= What is required =
In the material below, print every line exactly and omit the pictures.

= Records for processing =
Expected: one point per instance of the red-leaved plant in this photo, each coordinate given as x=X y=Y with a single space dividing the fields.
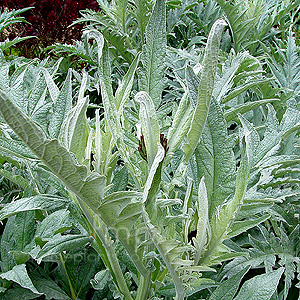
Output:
x=49 y=22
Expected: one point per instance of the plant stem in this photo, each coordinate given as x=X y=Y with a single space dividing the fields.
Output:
x=109 y=252
x=73 y=295
x=157 y=239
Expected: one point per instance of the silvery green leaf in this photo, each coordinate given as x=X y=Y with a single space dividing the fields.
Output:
x=261 y=286
x=205 y=88
x=51 y=85
x=74 y=130
x=151 y=79
x=108 y=99
x=97 y=35
x=61 y=243
x=214 y=159
x=125 y=87
x=19 y=275
x=224 y=215
x=43 y=202
x=181 y=124
x=17 y=179
x=157 y=160
x=203 y=221
x=57 y=222
x=149 y=123
x=48 y=287
x=61 y=108
x=101 y=279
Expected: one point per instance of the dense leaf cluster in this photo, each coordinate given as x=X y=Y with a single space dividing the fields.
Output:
x=49 y=21
x=166 y=167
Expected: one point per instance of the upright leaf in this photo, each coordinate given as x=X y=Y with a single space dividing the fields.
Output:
x=151 y=78
x=205 y=88
x=149 y=123
x=19 y=275
x=74 y=130
x=62 y=107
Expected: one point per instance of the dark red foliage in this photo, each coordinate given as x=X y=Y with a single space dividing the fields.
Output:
x=50 y=19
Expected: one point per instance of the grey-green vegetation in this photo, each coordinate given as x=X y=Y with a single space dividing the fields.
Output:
x=167 y=169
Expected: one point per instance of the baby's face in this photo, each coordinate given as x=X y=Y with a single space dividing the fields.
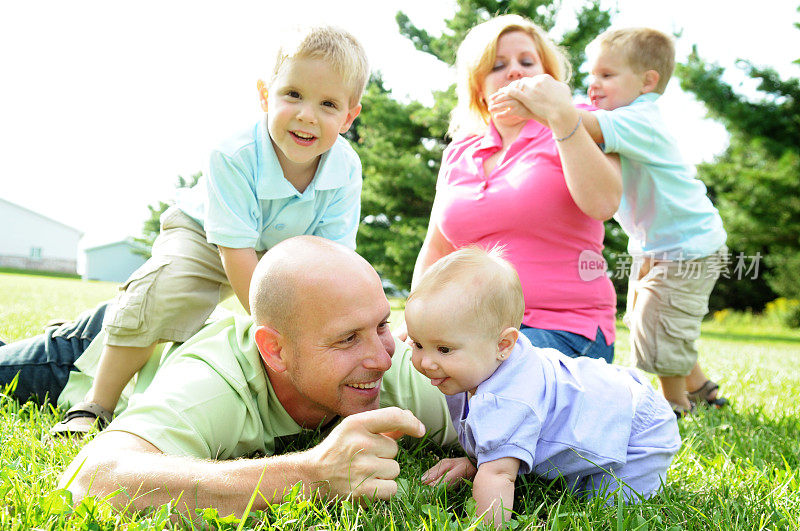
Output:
x=448 y=348
x=614 y=83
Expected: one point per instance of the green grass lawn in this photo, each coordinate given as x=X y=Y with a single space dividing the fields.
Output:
x=739 y=468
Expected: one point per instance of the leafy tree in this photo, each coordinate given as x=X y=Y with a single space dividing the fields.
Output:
x=401 y=144
x=756 y=182
x=152 y=225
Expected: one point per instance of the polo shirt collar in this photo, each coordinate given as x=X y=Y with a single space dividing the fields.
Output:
x=491 y=139
x=271 y=183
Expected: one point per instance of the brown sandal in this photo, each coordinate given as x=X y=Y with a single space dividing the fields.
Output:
x=680 y=411
x=102 y=417
x=702 y=395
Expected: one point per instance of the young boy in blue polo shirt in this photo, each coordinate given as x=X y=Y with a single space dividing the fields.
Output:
x=675 y=235
x=519 y=409
x=288 y=175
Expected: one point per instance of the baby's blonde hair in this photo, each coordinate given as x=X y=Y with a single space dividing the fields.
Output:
x=492 y=290
x=337 y=47
x=642 y=48
x=474 y=61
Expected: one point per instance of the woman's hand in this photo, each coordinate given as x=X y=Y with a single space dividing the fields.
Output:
x=540 y=97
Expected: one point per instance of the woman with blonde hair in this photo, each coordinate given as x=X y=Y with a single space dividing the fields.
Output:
x=540 y=188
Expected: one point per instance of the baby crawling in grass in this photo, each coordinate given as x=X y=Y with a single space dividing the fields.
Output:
x=519 y=409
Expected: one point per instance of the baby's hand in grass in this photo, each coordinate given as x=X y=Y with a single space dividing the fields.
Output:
x=451 y=470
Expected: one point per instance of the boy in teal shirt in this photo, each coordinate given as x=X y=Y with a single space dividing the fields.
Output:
x=676 y=238
x=290 y=174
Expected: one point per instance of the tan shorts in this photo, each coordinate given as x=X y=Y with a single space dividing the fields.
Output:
x=172 y=294
x=666 y=304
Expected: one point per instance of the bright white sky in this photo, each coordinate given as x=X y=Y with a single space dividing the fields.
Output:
x=104 y=103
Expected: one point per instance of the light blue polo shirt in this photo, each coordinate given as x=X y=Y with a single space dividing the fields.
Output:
x=246 y=202
x=664 y=208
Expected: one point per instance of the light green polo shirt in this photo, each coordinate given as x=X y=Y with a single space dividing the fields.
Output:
x=210 y=397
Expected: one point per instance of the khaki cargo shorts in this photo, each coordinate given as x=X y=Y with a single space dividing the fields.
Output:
x=666 y=304
x=172 y=294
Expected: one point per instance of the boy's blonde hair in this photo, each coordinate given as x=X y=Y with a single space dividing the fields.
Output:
x=643 y=49
x=492 y=290
x=333 y=45
x=475 y=59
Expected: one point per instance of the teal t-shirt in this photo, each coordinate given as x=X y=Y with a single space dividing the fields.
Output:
x=210 y=397
x=244 y=200
x=664 y=208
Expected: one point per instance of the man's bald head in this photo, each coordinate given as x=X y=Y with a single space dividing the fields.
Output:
x=296 y=271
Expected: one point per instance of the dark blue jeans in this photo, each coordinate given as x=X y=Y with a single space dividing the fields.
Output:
x=44 y=362
x=573 y=345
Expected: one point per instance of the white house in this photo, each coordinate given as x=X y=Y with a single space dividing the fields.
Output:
x=29 y=240
x=114 y=261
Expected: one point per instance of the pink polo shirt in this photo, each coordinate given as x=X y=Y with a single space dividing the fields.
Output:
x=524 y=205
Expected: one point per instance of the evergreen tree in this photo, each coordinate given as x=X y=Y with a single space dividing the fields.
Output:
x=755 y=183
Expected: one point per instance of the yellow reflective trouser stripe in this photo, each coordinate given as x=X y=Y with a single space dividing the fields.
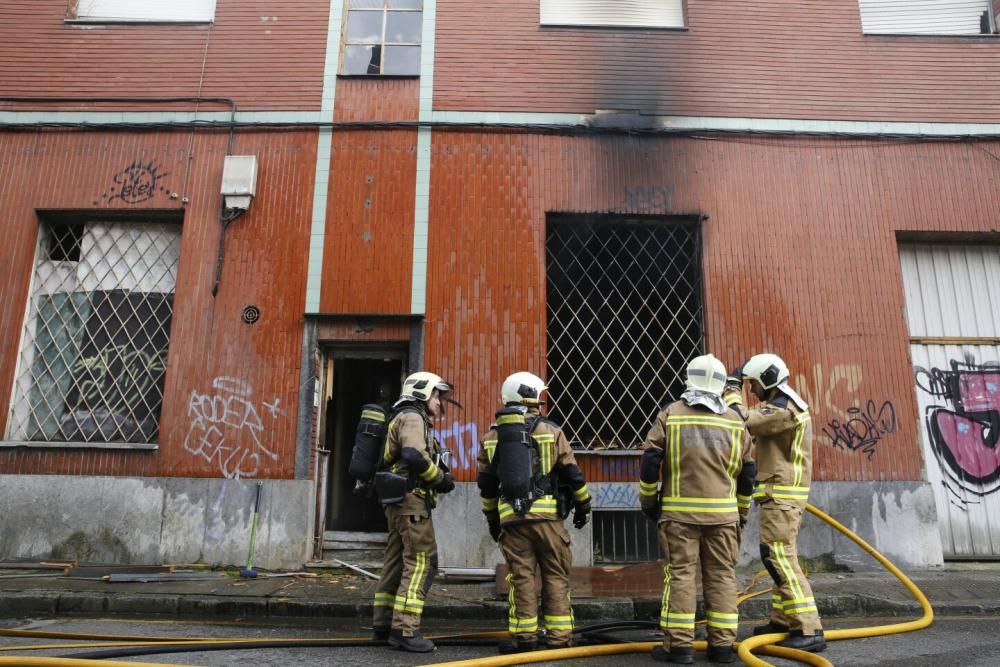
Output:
x=558 y=622
x=781 y=491
x=665 y=599
x=722 y=620
x=675 y=461
x=786 y=567
x=680 y=621
x=683 y=504
x=411 y=603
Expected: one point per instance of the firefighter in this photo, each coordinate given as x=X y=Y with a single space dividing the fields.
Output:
x=782 y=433
x=695 y=479
x=528 y=480
x=414 y=472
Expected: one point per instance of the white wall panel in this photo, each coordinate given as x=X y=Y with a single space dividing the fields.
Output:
x=636 y=13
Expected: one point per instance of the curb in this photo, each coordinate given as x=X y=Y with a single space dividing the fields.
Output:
x=50 y=603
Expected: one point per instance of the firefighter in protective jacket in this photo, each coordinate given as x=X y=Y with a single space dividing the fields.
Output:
x=696 y=478
x=782 y=433
x=528 y=479
x=413 y=459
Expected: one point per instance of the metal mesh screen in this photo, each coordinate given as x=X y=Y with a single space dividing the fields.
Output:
x=624 y=318
x=625 y=537
x=94 y=350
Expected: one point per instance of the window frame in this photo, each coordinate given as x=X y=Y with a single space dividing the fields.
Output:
x=56 y=218
x=993 y=7
x=73 y=17
x=385 y=10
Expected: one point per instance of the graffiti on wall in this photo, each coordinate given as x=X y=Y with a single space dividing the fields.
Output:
x=864 y=428
x=615 y=495
x=227 y=428
x=462 y=440
x=135 y=184
x=964 y=427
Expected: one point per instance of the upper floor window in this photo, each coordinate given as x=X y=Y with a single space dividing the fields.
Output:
x=626 y=13
x=383 y=37
x=147 y=11
x=929 y=17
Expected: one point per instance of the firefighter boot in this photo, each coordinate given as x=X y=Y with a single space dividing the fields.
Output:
x=812 y=643
x=522 y=646
x=680 y=656
x=414 y=644
x=769 y=628
x=721 y=654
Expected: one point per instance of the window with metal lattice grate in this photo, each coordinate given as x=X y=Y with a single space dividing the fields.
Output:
x=625 y=537
x=94 y=348
x=624 y=318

= Task output =
Expected: one point per instance of the red-leaved plant in this photo, each coordinate given as x=X y=Y with a single space dividing the fields.
Output:
x=49 y=22
Expected: one point per instance of the plant stem in this photo, each coordinate given as x=X y=Y with a single space dividing the fields.
Output:
x=109 y=252
x=73 y=295
x=157 y=239
Expected: one point per instance of the silvery green leaf in this photo, each coordinate given as x=X y=Y with a single space dividing the fields.
Output:
x=261 y=286
x=205 y=88
x=51 y=85
x=74 y=130
x=151 y=79
x=108 y=99
x=97 y=35
x=61 y=243
x=214 y=159
x=125 y=87
x=19 y=275
x=224 y=215
x=43 y=202
x=181 y=124
x=17 y=179
x=157 y=160
x=203 y=221
x=57 y=222
x=149 y=123
x=48 y=287
x=61 y=108
x=101 y=279
Expected: one point per instance of the dense leaf cluster in this photo, each coordinate given as x=X y=Y with a single space dividing the fields.
Output:
x=49 y=21
x=166 y=167
Expected: one point per instance of the upright leaf in this photo, each coordinate given as x=X y=Y with a single space dividing the fields.
Output:
x=151 y=78
x=205 y=88
x=149 y=123
x=19 y=275
x=74 y=130
x=62 y=107
Expected: one point per instance of the dark red foliage in this photo, each coordinate given as x=X y=Y with a single space dividing the fields.
Output:
x=50 y=19
Expected: one point per instance of the grey-green vegetation in this photo, each coordinate given as x=X y=Y with a single space dividing the fields.
Output:
x=167 y=169
Expected: one point per instance of the baby's face in this photo, each coordinate given as x=X y=Y with a single space dividing the fields.
Output:
x=448 y=348
x=614 y=83
Expected: one point per instance of the green grass lawn in this photo, each coordinate given as x=X y=Y with a single space dividing the fields.
Output:
x=739 y=468
Expected: one point per instance of the leafy tree in this photo, each coordinate given as x=X y=Y with a single space dividing the fields.
Output:
x=401 y=144
x=756 y=182
x=152 y=225
Expected: one point per instance of the polo shirt collar in this photo, each coordinate given as x=X y=Y with a single space dividing the fields.
Output:
x=491 y=139
x=271 y=183
Expected: one point per instance of the brown sandal in this photo, each coordinate given as x=X y=Y with a single space dividing the fields.
Output:
x=680 y=411
x=102 y=417
x=702 y=395
Expected: one point per instance of the young boy in blue polo shirt in this photo, each coordinate given as x=X y=Y with a single space dividing the fields.
Output:
x=675 y=235
x=519 y=409
x=288 y=175
Expected: one point per instance of the baby's blonde hair in this photo, each coordinate given as x=X y=Y with a single space dividing the fields.
Output:
x=492 y=290
x=337 y=47
x=642 y=48
x=474 y=61
Expected: one point per instance of the woman's hand in this photo, each coordinate given as x=X y=Y with a single space dividing the fields.
Output:
x=540 y=97
Expected: one point per instance of the woman with blonde hair in this photo, each coordinate given as x=X y=Y with a single space dividing the fields.
Output:
x=540 y=188
Expected: one point per instance of the baby crawling in grass in this photo, each coordinate given as x=X y=Y with a single space dividing the fields.
Output:
x=519 y=409
Expected: one point per instance of the baby's hand in grass in this photo, each coordinate given as x=X y=Y with a single space dividing the fields.
Output:
x=451 y=470
Expected: one point per instance of the boy in teal shirt in this photo, each coordinate given as x=X y=Y with a single space dividing the fields.
Output:
x=676 y=238
x=290 y=174
Expected: one point per instance of the tan shorts in this photo, each coordinate given as x=X y=Y with a single space dividing the fields.
Output:
x=172 y=294
x=666 y=304
Expected: one point per instance of the bright white sky in this photo, each coordinate given as x=X y=Y with a single space dividing the fields.
Output:
x=104 y=103
Expected: one point per instance of the light blue polo shirt in this photo, each coordinate given as x=X y=Y with a single space dividing the fields.
Output:
x=246 y=202
x=664 y=208
Expected: one point per instance of the light green polo shirt in this photo, each coordinate given as x=X y=Y with a single space dividing the fields.
Output:
x=210 y=397
Expected: one point per instance of the khaki cargo shorts in this photo, each coordinate given as x=X y=Y with a single space dividing the fields.
Output:
x=666 y=304
x=172 y=294
Expected: one point per instance of the boy's blonde hair in this photo, each coordinate given as x=X y=Y with a single space dividing the fields.
Output:
x=643 y=49
x=492 y=290
x=333 y=45
x=475 y=59
Expected: one point per instance of the teal t-shirt in this photo, each coordinate given as x=X y=Y with a single space dividing the fields.
Output:
x=210 y=397
x=244 y=200
x=664 y=208
Expected: one point per instance of the man's bald head in this photo, each coordinate given as x=X y=Y with a single space dividing the fields.
Output:
x=296 y=271
Expected: one point per instance of the dark blue jeans in this photo, each coordinate given as x=X y=Y with a single space dividing the fields.
Output:
x=44 y=362
x=573 y=345
Expected: one point per instance of the white house in this photo, each coordinate given as x=X y=Y with a single space dividing the fields.
Output:
x=29 y=240
x=114 y=261
Expected: one point per instance of the pink polo shirt in this photo, each coordinate given as x=X y=Y with a single space dividing the fields.
Output:
x=524 y=205
Expected: one point per instance of the evergreen tree in this photo, each coordinate given as x=X y=Y with a single space dividing the fields.
Output:
x=755 y=183
Expected: one point per instance of the yellow reflective trouser stripe in this photo, each coordinate given as x=X y=Y with a single space dividing the fields.
Output:
x=558 y=622
x=781 y=491
x=665 y=599
x=722 y=620
x=675 y=461
x=786 y=567
x=680 y=621
x=683 y=504
x=411 y=603
Expected: one point per instance of the firefighter in this photo, each coordinate given as x=X y=Y with a single space dividing the fields.
Output:
x=782 y=433
x=695 y=479
x=528 y=480
x=414 y=472
Expected: one point per instance of the white wall panel in this photo, each coordinate given as x=X y=Y with a single space dividing the fields.
Output:
x=636 y=13
Expected: one point per instance of the curb in this photo, each coordinate given as x=X y=Y with a single space dividing the fields.
Output:
x=50 y=603
Expected: one point per instance of the firefighter in protective jacket in this photo, each coordinate given as x=X y=Y with a single space dividing the fields.
Output:
x=696 y=478
x=782 y=433
x=528 y=479
x=413 y=459
Expected: one point per instance of the metal mesh screen in this photo, each coordinate given as x=X y=Y with a single space dividing the fields.
Output:
x=624 y=318
x=625 y=537
x=94 y=350
Expected: one point per instance of the window frame in this photo, each coordinate given as x=X y=Y with a single space dividing the fields.
Output:
x=56 y=218
x=993 y=7
x=73 y=17
x=385 y=10
Expected: one point per instance of the graffiti on wall in this photo, each coordinate given as x=X y=Y with a single space dividing the fields.
Output:
x=864 y=428
x=615 y=495
x=227 y=428
x=462 y=440
x=135 y=184
x=964 y=427
Expected: one point per instance of the upper floor window in this photo, each coordinate given as x=X y=Y with a single space dividing the fields.
Output:
x=626 y=13
x=383 y=37
x=147 y=11
x=929 y=17
Expected: one point per instance of the firefighter boot in this photo, each coordinate given as x=X y=Y with a single space dividing the fields.
Output:
x=812 y=643
x=522 y=646
x=680 y=656
x=414 y=644
x=769 y=628
x=721 y=654
Expected: one point per instance of the window with metal lattice grate in this photo, each coordinate given as x=X y=Y with a single space dividing the fields.
Output:
x=625 y=537
x=94 y=348
x=624 y=318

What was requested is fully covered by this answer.